Output the full material exactly as it appears here.

** START OF DATA TO PROCESS **

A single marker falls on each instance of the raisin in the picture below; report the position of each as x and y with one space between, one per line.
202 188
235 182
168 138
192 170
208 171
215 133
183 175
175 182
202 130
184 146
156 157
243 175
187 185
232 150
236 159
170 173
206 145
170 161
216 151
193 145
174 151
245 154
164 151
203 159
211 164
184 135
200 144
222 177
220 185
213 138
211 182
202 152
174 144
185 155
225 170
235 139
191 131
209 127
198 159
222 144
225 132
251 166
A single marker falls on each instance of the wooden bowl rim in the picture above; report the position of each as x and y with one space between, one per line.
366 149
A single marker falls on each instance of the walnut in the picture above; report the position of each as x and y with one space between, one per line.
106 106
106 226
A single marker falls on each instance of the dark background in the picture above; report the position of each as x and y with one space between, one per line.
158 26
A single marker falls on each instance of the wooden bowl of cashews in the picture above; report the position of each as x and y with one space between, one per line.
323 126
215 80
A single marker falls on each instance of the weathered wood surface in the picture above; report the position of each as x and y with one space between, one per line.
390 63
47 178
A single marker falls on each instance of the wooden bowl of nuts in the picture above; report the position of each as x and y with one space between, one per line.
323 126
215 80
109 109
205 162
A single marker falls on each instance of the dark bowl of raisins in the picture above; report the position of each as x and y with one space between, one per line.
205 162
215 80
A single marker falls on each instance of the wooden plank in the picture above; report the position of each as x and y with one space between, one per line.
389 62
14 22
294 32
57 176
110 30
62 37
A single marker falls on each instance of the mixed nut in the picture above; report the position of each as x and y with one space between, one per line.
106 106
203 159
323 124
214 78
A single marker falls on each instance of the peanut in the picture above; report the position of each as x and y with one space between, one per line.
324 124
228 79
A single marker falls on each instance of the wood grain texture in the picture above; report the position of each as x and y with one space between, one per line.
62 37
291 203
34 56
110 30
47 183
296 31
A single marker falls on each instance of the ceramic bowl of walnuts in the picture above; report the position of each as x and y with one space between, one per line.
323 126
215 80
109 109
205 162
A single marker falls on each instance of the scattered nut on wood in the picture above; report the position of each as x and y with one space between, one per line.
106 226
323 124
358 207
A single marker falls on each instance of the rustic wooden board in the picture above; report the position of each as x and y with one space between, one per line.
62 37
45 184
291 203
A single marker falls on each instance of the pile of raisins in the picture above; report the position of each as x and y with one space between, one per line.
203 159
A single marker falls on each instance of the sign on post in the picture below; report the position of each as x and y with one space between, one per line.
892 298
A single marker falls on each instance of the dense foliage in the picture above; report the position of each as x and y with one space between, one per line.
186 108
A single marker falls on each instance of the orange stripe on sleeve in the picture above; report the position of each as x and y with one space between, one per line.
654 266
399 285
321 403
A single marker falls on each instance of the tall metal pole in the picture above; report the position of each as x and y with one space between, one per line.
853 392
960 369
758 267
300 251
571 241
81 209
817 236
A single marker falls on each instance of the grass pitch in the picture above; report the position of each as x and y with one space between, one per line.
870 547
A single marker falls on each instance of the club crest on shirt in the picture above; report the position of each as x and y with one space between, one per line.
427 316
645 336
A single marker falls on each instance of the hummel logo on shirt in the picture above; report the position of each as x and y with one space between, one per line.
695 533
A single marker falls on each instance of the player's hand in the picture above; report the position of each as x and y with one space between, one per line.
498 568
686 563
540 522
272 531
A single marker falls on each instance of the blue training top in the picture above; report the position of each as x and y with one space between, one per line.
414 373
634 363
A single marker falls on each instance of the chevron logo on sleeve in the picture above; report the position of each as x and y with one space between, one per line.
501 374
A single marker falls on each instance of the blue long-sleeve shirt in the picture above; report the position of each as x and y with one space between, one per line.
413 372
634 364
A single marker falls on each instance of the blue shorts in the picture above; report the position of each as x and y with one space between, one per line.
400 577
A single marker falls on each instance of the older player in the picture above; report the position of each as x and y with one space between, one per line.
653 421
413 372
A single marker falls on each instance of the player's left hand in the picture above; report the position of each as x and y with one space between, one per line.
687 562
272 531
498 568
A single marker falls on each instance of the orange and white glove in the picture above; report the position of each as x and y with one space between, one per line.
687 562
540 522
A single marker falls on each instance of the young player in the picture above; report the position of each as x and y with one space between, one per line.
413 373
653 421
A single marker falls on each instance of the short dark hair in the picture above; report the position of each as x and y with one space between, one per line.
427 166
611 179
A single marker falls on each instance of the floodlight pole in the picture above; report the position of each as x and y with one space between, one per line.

** END OF DATA TO PROCESS **

# CORRECT RESULT:
A single marker falls on each instance of the raisin in the picture below; report the position of each as x and y with one space between, one per line.
202 188
235 182
168 138
192 170
208 171
215 133
183 175
175 182
202 130
184 146
156 157
243 175
187 185
232 150
236 159
170 173
206 145
170 161
216 151
193 145
174 151
245 154
164 151
203 159
211 164
184 135
200 144
222 177
220 185
213 138
211 182
202 152
174 144
185 155
225 170
235 139
191 131
209 127
198 159
222 144
225 132
251 166
A single marker falls on each instance of the wooden bowl rim in the picture above; report the position of each as x and y with one space between, one per line.
366 149
A single marker falls on each instance of the walnut in the picture above; report the position of each as x and y with one space between, one per line.
106 106
106 226
A single marker falls on each instance of the dark background in the picture above; report the position of each as x and y with one space between, one per line.
158 26
A single marker falls on each instance of the wooden bowl of cashews in the picture above; report the position of each as x and y with one space between, one per line.
323 126
215 80
A single marker falls on each instance of the weathered wood surface in the picture above; report the position of each as x and y with one space between, one per line.
390 63
47 178
A single marker falls on each instance of the wooden bowl of nuts in the picture above; report the position of each as x and y with one space between, one per line.
323 126
215 80
109 109
205 162
A single marker falls on each instance of the dark bowl of raisins in the picture above; report the position of each as x and y with one space between, one per line.
205 162
215 80
A single marker falls on each instance of the wooden plank in the picture above; report the position of each as x and y with one space between, one per line.
389 62
14 22
294 32
57 176
110 30
62 37
A single marker falls on each instance of the mixed nut in the picture above; report the position of each as x and y with one space between, one per line.
106 106
203 159
323 124
214 78
A single marker falls on each instance of the peanut in the picture above; report the position of each as x and y with one space between, one per line.
324 124
228 79
A single marker falls on each instance of the wood grain texture in the picture above; report the position of each as x and y with one space between, one per line.
62 37
291 203
34 56
110 30
47 183
296 31
A single marker falls on each instance of the ceramic bowl of walnuts in the picture above; report the position of each as x and y with one space between, one per line.
323 126
215 80
109 109
205 162
A single marker falls on each instance of the scattered nut on wood in the picture above; report the position of each as x and y with one space between, one per line.
106 226
323 124
358 207
A single marker falls on each instance of the rustic wooden board in the picture above; report the position of each as x and y with one space between, one per line.
62 37
45 184
291 203
A single marker falls on each instance of the pile of raisins in the picture above; report the position of each as x and y with one space between, one per line.
203 159
A single marker falls on each instance of the sign on post in the picture below; report the position of each as x and y with one space between, one per line.
892 298
A single marker falls on each instance of the dense foliage in the picture above; report the position of each as x and y with one space between, one per line.
186 108
A single marker falls on each instance of the orange stripe on sleeve in the picture above; report the position of each as x and y with one space between, one per line.
654 266
399 285
321 403
A single marker falls on each instance of the tall metal pole in the picture above; report the position of each as x and y with one space between, one per line.
853 392
960 369
758 267
300 251
571 241
81 209
817 236
A single marker falls on each instance of the grass pitch in the picture above; report the position of each as x and y with one space between, one per line.
870 547
A single marker falls on each instance of the club crest on shirt in the picture above; report the position of each as x and y with one space between, one per line.
427 316
645 336
A single marker falls on each instance of the hummel logo on shirt in the picture above; report the position of each as x and y with one space between, one per line.
695 533
A single marker falls on each instance of the player's hand in the picture above; report the position of each as x and y with one space between, one per line.
498 568
686 563
540 522
272 531
A single marker falls on each instance of the blue training top in the picture above; report the position of each as x and y with one space between, one per line.
414 373
634 363
A single marker falls on each instance of the chevron logo on sleeve in the picture above; report the position of each as x and y with one space between, one per line.
501 374
A single marker falls on each instance of the blue long-sleeve shirt in the picture above; report the position of each as x and y with one space between, one per line.
413 372
634 364
A single marker falls on each instance of the blue shorts in the picture above; report the position of each as x and y with one space between, one per line.
400 577
A single marker falls on each instance of the older player in the picture above; report the position of each as x and y with one space between, one per line.
653 421
413 372
A single marker falls on each instance of the player's left hand in the picture above; report the position of each as x and y with one space between, one per line.
687 562
272 531
498 568
A single marker falls on each instance of the orange and white glove in the picture above; report the position of each as x and y with one space between, one per line.
687 562
540 522
A single marker falls on each instance of the young player in the picture above; report the position of each as x and y with one space between, one per line.
413 373
653 421
A single marker falls on each instance of the short dark hair in the picture above; report the position of each as x and y with one space between, one per line.
427 166
611 179
A single marker falls on each instance of the floodlight pole in the picture above; report the position of each as x and y with one space between, one per line.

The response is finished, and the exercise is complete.